**Written exercise**
Arrange the stretch from the line containing "Draw the outline of every instance of the stained" through the line containing "[[[280,111],[297,118],[297,99],[292,95],[285,95],[280,99]]]" as a JSON list of strings, one string per line with blank lines omitted, and include only those lines.

=== Supplied information ===

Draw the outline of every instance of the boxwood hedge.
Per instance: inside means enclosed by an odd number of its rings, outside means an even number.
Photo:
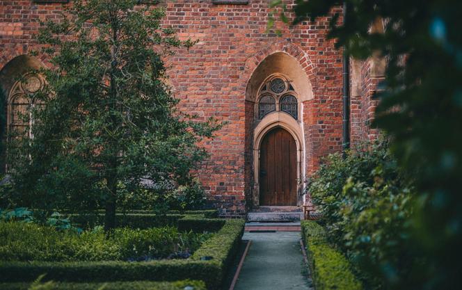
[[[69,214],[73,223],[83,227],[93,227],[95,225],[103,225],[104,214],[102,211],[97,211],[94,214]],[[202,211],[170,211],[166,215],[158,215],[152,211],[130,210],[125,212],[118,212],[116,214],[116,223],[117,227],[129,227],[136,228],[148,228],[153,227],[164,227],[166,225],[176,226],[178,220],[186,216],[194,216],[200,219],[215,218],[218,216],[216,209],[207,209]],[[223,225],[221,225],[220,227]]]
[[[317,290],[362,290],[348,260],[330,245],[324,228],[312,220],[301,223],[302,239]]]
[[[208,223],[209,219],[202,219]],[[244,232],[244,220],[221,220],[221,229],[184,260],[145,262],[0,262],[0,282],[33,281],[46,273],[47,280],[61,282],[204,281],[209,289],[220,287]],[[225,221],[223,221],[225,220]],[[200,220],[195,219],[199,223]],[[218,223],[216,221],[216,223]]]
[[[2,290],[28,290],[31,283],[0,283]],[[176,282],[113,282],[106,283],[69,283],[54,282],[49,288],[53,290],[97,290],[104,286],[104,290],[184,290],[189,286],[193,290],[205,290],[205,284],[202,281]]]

===
=== Supplied information ===

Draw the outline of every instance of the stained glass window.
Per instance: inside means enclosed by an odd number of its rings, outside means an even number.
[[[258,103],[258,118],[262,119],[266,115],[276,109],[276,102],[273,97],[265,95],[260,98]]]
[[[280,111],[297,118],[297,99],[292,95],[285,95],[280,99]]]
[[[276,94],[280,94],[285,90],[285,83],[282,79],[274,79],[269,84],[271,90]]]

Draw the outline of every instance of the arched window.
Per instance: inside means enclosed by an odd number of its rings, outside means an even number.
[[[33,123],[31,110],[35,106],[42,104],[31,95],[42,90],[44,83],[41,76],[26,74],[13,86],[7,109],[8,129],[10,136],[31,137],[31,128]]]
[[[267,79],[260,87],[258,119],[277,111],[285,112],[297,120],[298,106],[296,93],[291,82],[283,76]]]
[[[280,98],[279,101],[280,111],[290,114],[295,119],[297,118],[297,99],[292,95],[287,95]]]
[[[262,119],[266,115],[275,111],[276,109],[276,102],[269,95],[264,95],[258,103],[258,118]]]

===

**Complete answer**
[
  "Draw the outline of every instance of the stained glass window.",
  "Per instance: inside means enclosed by an odd number of its rings, outside means an even number.",
  "[[[258,103],[258,118],[262,119],[266,115],[276,109],[276,102],[273,97],[265,95],[260,98]]]",
  "[[[280,111],[297,118],[297,99],[292,95],[285,95],[280,99]]]"
]